Data supplied:
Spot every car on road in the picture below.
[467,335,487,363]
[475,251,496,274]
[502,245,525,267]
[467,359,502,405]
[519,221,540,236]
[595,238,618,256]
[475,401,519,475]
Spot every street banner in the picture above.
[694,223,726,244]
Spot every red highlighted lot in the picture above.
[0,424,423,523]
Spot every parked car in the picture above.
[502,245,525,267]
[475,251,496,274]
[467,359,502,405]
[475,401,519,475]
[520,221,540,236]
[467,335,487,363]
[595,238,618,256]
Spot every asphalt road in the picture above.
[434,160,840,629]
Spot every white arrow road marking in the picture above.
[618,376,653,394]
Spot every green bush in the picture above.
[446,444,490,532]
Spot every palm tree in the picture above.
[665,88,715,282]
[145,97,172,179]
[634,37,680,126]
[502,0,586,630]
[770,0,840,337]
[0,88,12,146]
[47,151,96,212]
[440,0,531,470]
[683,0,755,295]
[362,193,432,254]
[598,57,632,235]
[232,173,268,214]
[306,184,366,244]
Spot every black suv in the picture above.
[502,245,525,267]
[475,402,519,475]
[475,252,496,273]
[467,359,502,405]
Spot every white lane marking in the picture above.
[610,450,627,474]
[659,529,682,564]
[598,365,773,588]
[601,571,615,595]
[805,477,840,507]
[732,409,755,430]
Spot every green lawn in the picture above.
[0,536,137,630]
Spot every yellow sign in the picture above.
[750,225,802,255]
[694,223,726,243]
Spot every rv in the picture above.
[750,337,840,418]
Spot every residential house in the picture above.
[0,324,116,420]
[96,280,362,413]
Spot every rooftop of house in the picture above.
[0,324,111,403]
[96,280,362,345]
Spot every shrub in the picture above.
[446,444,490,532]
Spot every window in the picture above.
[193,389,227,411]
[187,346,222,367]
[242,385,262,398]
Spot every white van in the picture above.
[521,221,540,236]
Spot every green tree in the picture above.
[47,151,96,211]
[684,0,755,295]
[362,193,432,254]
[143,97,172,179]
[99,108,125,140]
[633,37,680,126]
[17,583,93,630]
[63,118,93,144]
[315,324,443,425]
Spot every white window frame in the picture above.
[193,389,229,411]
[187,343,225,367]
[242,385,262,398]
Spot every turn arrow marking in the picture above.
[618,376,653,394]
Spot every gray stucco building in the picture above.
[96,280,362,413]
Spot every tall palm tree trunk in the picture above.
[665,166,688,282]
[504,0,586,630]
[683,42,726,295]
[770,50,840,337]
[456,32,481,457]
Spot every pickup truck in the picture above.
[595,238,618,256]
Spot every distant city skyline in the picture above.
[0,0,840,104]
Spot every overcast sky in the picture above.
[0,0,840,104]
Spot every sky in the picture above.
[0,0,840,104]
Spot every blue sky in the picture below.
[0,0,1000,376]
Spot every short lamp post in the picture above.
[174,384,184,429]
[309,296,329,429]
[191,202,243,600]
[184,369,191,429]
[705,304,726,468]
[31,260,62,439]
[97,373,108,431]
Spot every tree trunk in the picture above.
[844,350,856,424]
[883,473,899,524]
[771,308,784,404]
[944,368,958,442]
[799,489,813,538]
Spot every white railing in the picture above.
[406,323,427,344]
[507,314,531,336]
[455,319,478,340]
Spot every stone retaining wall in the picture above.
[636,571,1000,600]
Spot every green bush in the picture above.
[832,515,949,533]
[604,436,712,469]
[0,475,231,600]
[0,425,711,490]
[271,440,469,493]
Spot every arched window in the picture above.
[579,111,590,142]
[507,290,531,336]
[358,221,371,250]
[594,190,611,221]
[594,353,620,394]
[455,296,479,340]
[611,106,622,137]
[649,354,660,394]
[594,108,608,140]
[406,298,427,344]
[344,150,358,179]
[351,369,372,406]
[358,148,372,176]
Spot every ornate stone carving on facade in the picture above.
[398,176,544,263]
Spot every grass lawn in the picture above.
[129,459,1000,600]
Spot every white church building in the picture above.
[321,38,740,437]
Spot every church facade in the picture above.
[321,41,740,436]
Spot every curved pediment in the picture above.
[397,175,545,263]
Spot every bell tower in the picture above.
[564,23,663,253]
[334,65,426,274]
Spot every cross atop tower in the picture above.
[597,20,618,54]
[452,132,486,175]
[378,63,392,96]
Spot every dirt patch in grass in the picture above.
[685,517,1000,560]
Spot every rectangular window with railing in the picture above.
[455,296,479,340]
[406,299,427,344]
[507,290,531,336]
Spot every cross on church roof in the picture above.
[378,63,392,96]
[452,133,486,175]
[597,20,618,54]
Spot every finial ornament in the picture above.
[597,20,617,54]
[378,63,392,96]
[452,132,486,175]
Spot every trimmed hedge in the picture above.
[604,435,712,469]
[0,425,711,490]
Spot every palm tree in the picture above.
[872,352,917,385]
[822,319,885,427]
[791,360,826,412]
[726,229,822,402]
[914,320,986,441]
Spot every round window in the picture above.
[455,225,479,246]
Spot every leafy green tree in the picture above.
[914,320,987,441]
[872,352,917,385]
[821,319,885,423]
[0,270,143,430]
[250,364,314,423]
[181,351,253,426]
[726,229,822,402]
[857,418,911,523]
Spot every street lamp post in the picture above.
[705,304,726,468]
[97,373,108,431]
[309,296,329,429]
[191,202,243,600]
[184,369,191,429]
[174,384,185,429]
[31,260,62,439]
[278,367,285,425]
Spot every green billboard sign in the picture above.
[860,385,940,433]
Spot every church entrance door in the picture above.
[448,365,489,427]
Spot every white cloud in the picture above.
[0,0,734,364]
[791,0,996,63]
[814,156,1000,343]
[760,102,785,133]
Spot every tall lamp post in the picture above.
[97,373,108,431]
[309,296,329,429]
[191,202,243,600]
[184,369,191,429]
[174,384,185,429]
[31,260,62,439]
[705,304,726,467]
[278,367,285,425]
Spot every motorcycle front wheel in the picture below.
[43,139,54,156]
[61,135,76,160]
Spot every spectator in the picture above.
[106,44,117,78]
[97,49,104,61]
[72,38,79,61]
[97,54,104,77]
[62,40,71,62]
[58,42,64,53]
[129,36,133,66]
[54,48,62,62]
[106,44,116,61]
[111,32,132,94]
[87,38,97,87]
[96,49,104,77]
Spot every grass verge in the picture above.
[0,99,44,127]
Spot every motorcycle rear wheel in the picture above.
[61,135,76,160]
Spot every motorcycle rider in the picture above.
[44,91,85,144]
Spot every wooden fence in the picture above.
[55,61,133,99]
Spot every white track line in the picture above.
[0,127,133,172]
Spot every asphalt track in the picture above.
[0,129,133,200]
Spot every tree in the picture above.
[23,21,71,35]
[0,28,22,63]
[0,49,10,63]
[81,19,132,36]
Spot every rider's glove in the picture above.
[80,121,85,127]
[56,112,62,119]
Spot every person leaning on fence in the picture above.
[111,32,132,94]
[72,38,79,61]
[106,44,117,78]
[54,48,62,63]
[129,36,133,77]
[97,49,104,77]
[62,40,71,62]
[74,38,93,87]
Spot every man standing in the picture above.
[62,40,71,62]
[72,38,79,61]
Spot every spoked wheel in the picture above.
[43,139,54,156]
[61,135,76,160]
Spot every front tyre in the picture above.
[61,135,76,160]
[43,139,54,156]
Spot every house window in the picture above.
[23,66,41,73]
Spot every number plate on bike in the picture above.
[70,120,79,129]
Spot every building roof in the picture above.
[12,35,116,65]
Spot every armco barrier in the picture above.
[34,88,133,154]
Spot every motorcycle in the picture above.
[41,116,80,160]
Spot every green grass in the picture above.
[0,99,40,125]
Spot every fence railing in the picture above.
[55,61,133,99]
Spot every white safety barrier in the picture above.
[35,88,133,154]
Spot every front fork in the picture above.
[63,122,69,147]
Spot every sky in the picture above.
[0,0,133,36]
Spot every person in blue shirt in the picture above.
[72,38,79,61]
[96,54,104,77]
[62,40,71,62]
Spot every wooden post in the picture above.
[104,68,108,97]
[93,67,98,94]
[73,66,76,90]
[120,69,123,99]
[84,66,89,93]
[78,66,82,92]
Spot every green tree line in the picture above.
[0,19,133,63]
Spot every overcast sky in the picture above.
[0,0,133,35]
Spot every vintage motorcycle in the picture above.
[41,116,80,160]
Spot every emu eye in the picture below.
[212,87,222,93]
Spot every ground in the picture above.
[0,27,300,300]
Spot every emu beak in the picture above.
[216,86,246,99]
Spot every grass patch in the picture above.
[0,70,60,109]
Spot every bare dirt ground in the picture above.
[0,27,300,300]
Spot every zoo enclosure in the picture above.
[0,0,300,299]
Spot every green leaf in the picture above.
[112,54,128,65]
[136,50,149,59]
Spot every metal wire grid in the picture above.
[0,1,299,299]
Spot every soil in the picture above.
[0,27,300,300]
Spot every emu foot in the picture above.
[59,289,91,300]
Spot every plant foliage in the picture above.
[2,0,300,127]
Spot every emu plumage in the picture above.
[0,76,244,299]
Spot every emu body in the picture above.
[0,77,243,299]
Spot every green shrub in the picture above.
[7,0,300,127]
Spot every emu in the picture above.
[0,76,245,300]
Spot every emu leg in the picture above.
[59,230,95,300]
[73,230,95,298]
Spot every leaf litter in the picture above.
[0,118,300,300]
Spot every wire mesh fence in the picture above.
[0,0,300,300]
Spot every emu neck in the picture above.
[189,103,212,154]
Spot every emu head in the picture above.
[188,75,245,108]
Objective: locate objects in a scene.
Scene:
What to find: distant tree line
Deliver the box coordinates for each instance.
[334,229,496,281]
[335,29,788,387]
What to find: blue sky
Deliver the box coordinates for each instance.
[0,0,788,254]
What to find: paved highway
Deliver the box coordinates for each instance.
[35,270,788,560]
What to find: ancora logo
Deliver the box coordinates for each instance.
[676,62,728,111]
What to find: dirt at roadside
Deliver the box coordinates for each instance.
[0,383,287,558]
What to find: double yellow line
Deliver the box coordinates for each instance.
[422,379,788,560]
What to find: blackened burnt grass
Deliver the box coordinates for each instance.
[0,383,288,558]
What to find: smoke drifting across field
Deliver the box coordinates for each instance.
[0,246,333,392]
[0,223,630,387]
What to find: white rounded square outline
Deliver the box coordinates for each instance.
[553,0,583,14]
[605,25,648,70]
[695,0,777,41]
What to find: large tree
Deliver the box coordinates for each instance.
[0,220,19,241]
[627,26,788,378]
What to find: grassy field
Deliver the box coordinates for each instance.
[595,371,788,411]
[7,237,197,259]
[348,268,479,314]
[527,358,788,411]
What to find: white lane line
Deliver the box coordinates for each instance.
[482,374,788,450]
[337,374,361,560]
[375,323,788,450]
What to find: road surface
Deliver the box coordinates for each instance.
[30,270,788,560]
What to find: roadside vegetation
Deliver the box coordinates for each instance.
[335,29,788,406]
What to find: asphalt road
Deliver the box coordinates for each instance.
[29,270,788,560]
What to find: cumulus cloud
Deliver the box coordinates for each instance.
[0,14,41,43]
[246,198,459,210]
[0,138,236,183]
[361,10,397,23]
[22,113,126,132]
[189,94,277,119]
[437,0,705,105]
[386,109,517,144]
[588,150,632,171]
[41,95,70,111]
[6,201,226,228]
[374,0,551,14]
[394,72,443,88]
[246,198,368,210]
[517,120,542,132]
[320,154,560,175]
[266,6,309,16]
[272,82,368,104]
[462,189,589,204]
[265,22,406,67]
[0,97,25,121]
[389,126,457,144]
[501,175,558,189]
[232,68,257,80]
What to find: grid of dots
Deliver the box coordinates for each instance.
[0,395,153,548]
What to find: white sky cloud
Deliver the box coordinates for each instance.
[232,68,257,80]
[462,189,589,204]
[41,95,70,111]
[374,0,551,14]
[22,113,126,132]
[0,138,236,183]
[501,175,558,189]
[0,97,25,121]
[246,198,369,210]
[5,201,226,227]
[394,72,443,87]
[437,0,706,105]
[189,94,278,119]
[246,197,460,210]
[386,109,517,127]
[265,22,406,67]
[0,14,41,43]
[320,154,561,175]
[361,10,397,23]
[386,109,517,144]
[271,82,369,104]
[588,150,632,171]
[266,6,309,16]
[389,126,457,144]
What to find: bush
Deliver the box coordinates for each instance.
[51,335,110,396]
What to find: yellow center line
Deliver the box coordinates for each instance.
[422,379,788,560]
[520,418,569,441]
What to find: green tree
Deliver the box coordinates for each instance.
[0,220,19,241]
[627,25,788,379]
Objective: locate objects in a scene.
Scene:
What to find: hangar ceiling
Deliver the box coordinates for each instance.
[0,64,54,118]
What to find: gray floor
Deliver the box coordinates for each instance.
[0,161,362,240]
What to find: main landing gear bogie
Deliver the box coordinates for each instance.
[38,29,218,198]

What to produce:
Rewrite the records from the first line through the line containing "[0,424,423,523]", changing "Spot" to "Mark" and keeping everything else the same.

Final result:
Mark every car on road in the picture below.
[467,335,487,363]
[475,251,496,274]
[502,245,525,267]
[467,359,502,405]
[519,221,540,236]
[595,238,618,256]
[475,401,519,475]
Mark every street banner in the picture above.
[694,223,726,244]
Mark every red highlighted lot in the picture above.
[0,424,423,523]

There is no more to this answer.